[START OF Selected excerpt]

Noël Alexandre, or Natalis Alexander in Latin (19 January 163921 August 1724) was a French theologian, author, and ecclesiastical historian.

Biography
Alexandre was born in Rouen, France.  In 1654, he joined the Dominicans in his hometown. Shortly after his ordination, he was appointed professor (first regent) of philosophy at the Couvent des Jacobins in Paris, where he was later buried.

The success of Alexandre's  subsequent lectures at the Sorbonne led to his selection by Jean-Baptiste Colbert as tutor to his son, Jacques Nicolas Colbert, afterwards archbishop of Rouen. Alexandre obtained the degree of doctor in divinity from the Sorbonne in 1675 and for twelve years taught philosophy, theology and ecclesiastical law to the members of the Saint-Jacques community. He played a prominent part in ecclesiastical affairs and preached several times before Louis XIV, who granted him an annual pension of 800 livres. He became provincial of his order in 1706, but was banished to Châtellerault in 1709 for having subscribed to the Jansenist Cas de conscience (1703), and was deprived of his pension in 1713 on account of his opposition to the bull Unigenitus. He died in Paris on 21 August 1724, aged 85, having lost his sight some time before owing to his strenuous literary activity. He was buried in the now-demolished church of the Couvent des Jacobins in Paris. His numerous works are still much valued by ecclesiastical students.

Bibliography
Selecta historiae ecclesiasticae capita, et in loca ejusdem insignia dissertationes historicae, chronologicae, dogmaticae (26 volumes, Paris, 1676–1686). This is Alexandre's best-known work. It was placed on the Index by Pope Innocent XI, on account of his bold defence of the Gallican claims.
Selecta historiae Veteris Testamenti capita, &c., (6 volumes, Paris 1689), is a history of the Old Testament. Of the numerous editions of Alexandre's ecclesiastical history the best is that of J. D. Mansi, which contains many valuable notes and additions (Lucca, 1749) and has been frequently reprinted.
 Theologia dogmatica et moralis secundum ordinem catechismi concilii Tridentini (10 volumes, Paris, 1694), This is Alexandre's principal contribution to theological literature, in which he clearly shows himself a disciple of the Thomist school.
Conformités des cérémonies chinoises avec l'idolatrie grecque et romaine and Sept lettres sur les cérémonies de la Chine (both published at Cologne in 1700) are interesting as they mark him out as a pioneer in the study of comparative religion.
Historia ecclesiastica veteris novique testamenti : ab orbe condito ad annum post Christum natum millesimum sexcentesimum Venturinus, 1734

References

Attribution:
 This article cites:
Catalogue complet des œuvres du Père Alexandre (Paris, 1716);
Quétif-Echard, Scriptores ordinis praedicatorum (Paris, 1719–1721), t. n. p. 810;
A. Vacant, Dict. de théologie (scholarly article by P . Mandounet, cols . 769–772)

[END OF Selected excerpt]
[START OF Supplied information]

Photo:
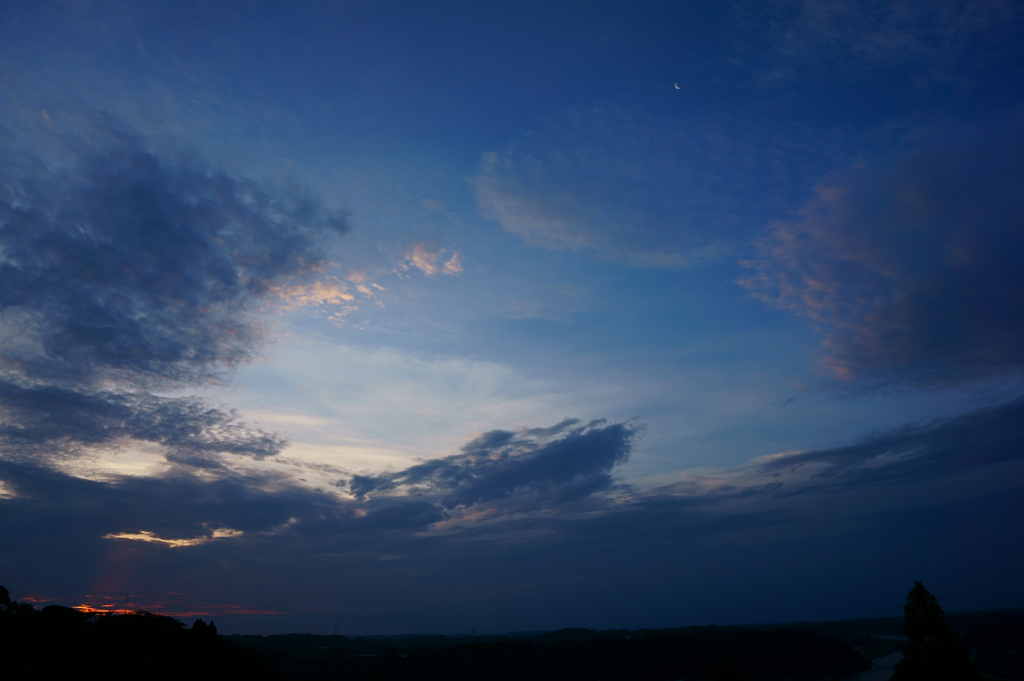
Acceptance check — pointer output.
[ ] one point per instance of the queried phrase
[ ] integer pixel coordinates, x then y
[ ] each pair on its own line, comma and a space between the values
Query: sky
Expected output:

[END OF Supplied information]

For each statement, say yes or no according to the biography of Noël Alexandre, and support each answer with a quote of the deciding words: 1. Louis XIV granted Alexandre an annual pension of 800 livres. 2. Alexandre was banished to Châtellerault in 1713. 3. Pope Innocent XI placed Alexandre's best-known work on the Index.

**The reply:**
1. Yes: "preached several times before Louis XIV, who granted him an annual pension of 800 livres"
2. No: "was banished to Châtellerault in 1709"
3. Yes: "It was placed on the Index by Pope Innocent XI"